What you will do → Copy every one of the records below back word for word, line by line. Leave out the pictures.

Stored data →
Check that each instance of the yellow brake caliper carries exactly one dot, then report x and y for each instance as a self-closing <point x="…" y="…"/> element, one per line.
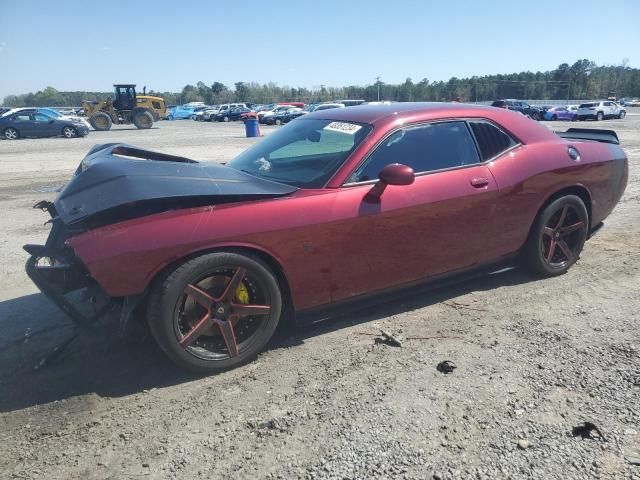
<point x="242" y="294"/>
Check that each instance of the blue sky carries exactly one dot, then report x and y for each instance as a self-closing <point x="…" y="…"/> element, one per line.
<point x="87" y="45"/>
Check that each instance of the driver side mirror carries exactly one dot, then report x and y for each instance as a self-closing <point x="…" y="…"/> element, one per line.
<point x="393" y="174"/>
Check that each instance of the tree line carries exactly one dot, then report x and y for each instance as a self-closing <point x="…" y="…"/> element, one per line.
<point x="582" y="80"/>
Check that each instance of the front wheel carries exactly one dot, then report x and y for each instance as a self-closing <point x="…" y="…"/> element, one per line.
<point x="557" y="236"/>
<point x="215" y="312"/>
<point x="69" y="132"/>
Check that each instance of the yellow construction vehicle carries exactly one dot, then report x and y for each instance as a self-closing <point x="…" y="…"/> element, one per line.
<point x="124" y="108"/>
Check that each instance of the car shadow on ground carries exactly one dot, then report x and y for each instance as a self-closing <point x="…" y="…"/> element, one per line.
<point x="110" y="366"/>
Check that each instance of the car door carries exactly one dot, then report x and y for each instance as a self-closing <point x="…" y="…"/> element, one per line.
<point x="441" y="223"/>
<point x="45" y="126"/>
<point x="615" y="109"/>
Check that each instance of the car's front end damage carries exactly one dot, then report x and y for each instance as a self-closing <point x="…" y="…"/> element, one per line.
<point x="116" y="183"/>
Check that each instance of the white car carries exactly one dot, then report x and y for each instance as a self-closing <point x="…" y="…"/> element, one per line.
<point x="225" y="107"/>
<point x="269" y="113"/>
<point x="600" y="110"/>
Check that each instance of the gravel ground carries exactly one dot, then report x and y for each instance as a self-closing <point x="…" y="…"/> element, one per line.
<point x="535" y="358"/>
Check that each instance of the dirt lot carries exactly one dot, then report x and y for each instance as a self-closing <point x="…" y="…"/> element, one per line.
<point x="534" y="359"/>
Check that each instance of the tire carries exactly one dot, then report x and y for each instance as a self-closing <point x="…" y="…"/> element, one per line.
<point x="143" y="120"/>
<point x="11" y="133"/>
<point x="69" y="132"/>
<point x="215" y="337"/>
<point x="101" y="121"/>
<point x="557" y="237"/>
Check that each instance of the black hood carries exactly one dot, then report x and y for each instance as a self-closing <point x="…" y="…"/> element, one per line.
<point x="117" y="177"/>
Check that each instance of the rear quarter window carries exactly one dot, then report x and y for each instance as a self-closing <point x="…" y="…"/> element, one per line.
<point x="491" y="140"/>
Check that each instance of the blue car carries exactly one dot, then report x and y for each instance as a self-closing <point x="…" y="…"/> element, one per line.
<point x="28" y="122"/>
<point x="182" y="111"/>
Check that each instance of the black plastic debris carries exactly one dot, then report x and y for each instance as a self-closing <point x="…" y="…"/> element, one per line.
<point x="446" y="366"/>
<point x="585" y="430"/>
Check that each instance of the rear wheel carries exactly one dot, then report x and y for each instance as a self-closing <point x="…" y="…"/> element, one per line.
<point x="143" y="119"/>
<point x="69" y="132"/>
<point x="215" y="311"/>
<point x="557" y="236"/>
<point x="11" y="133"/>
<point x="101" y="121"/>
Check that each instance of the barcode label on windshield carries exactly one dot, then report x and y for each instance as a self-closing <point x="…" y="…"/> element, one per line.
<point x="343" y="127"/>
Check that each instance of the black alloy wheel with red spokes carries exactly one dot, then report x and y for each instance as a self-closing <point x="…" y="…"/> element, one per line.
<point x="557" y="237"/>
<point x="215" y="311"/>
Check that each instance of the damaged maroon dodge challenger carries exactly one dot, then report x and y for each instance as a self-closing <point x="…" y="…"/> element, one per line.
<point x="336" y="206"/>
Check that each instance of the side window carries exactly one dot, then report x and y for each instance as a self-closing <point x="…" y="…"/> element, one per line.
<point x="424" y="148"/>
<point x="491" y="140"/>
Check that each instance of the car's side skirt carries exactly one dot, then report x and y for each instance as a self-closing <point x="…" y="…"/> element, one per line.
<point x="400" y="292"/>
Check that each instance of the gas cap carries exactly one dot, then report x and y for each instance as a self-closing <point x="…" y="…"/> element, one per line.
<point x="574" y="153"/>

Complete answer →
Check that each instance of the yellow brake caliper carries exactly one dot, then report x and y for each instance as a self-closing <point x="…" y="…"/> element, one per line.
<point x="242" y="294"/>
Check that each instance of the blue sky carries exactly one dot, then report x and y for each instance as a self-closing <point x="…" y="…"/> element, one per line.
<point x="87" y="45"/>
Check that each instance of the driver side mirror carries exactly one dot, then report x and y for each instance as a self-closing <point x="…" y="…"/> element, one per line.
<point x="393" y="174"/>
Check that each instance of the tree line carries exactly one dot, then report x and y for each instance as a self-closing <point x="…" y="…"/> element, one per line.
<point x="582" y="80"/>
Check that each instance of the front wheel carries exactly one dot, then report x and y for each instance as a self-closing <point x="…" y="…"/> element, one per line.
<point x="557" y="236"/>
<point x="215" y="312"/>
<point x="69" y="132"/>
Check that each instance of the yellow construction vehicle carries exactly one dot, then report x and y for each instance as a self-closing <point x="…" y="…"/> element, one per line.
<point x="124" y="108"/>
Check that each instance of the car shadow on ground carries exactly one dot, then report x and y for each instance as a self-closing <point x="…" y="…"/> element, one per line.
<point x="110" y="366"/>
Check that each instance of the car door carries exactly one dot, then report x and y for each instance as a self-closing <point x="…" y="…"/> element, one per line.
<point x="441" y="223"/>
<point x="45" y="126"/>
<point x="615" y="109"/>
Check that each instance of the car's front end damage carries exactly one dot, then report x and y for each instance as a self-closing <point x="…" y="…"/> element, one per line.
<point x="116" y="183"/>
Check that each instance of the white car carries exactly one dot, then report x and y for each instance as a self-closing <point x="…" y="…"/> element, one per line.
<point x="225" y="107"/>
<point x="269" y="113"/>
<point x="600" y="110"/>
Check that each instance of the gravel ground carries exactly one dot, then report x and y for each instance as a self-closing <point x="…" y="…"/> element, one per line.
<point x="535" y="358"/>
Check that each instance of the dirt lot carries exactly one dot, then report x and y for each instance as a self-closing <point x="…" y="…"/> element, one per line.
<point x="534" y="359"/>
Check that each instance of the tire carries exactly one dot, then report x and y for each instance as a self-closing <point x="…" y="…"/> element, one per line.
<point x="143" y="120"/>
<point x="11" y="133"/>
<point x="69" y="132"/>
<point x="215" y="337"/>
<point x="101" y="121"/>
<point x="557" y="237"/>
Check that each instance of the black hood carries exactly one dot, then report x and y for each instance as a self-closing <point x="…" y="…"/> element, one per line.
<point x="117" y="177"/>
Check that each instance of the rear quarter window carries exactly one dot, then report x and y for each instance as a self-closing <point x="…" y="…"/> element, one per line.
<point x="491" y="140"/>
Check that each instance of the blue car carries exactly one dot, then report x and y for each instance as a self-closing <point x="…" y="…"/> element, one per line.
<point x="28" y="122"/>
<point x="182" y="111"/>
Check that each instance of the black plastic debris carries exactly one dot, then report x and y for each instance as a self-closing <point x="…" y="…"/> element, one per line.
<point x="446" y="366"/>
<point x="585" y="430"/>
Check that each instance of the rear wheel carries exactly one dot, then report x and y for each instance as a self-closing <point x="…" y="…"/> element, one per line.
<point x="143" y="119"/>
<point x="69" y="132"/>
<point x="215" y="311"/>
<point x="557" y="236"/>
<point x="11" y="133"/>
<point x="101" y="121"/>
Check that each instance of the barcode label on windshield carries exactly one dot, then report x and y for each instance as a self-closing <point x="…" y="…"/> element, one per line.
<point x="343" y="127"/>
Check that each instance of the black alloy wheel with red spokes carries exactly one dot, then report x and y for each instance as a self-closing <point x="…" y="…"/> element, one per line.
<point x="557" y="237"/>
<point x="215" y="311"/>
Check that each instance of the damaged maroon dodge challenger carries exactly one dot, then report x and y for each instance as a self-closing <point x="…" y="…"/> element, one per line.
<point x="336" y="206"/>
Check that each instance of the side window carries exactly one dot, then report x and y for each instance as a self-closing <point x="…" y="…"/> element, one per line.
<point x="424" y="148"/>
<point x="491" y="140"/>
Check that each instance of the car's side skirt carries exactly one dot, then report x and y for each instance as a self-closing <point x="…" y="…"/> element, one per line.
<point x="400" y="292"/>
Check that each instance of the gas cap carries exactly one dot, then report x and y for each instance as a self-closing <point x="…" y="…"/> element, one per line.
<point x="574" y="153"/>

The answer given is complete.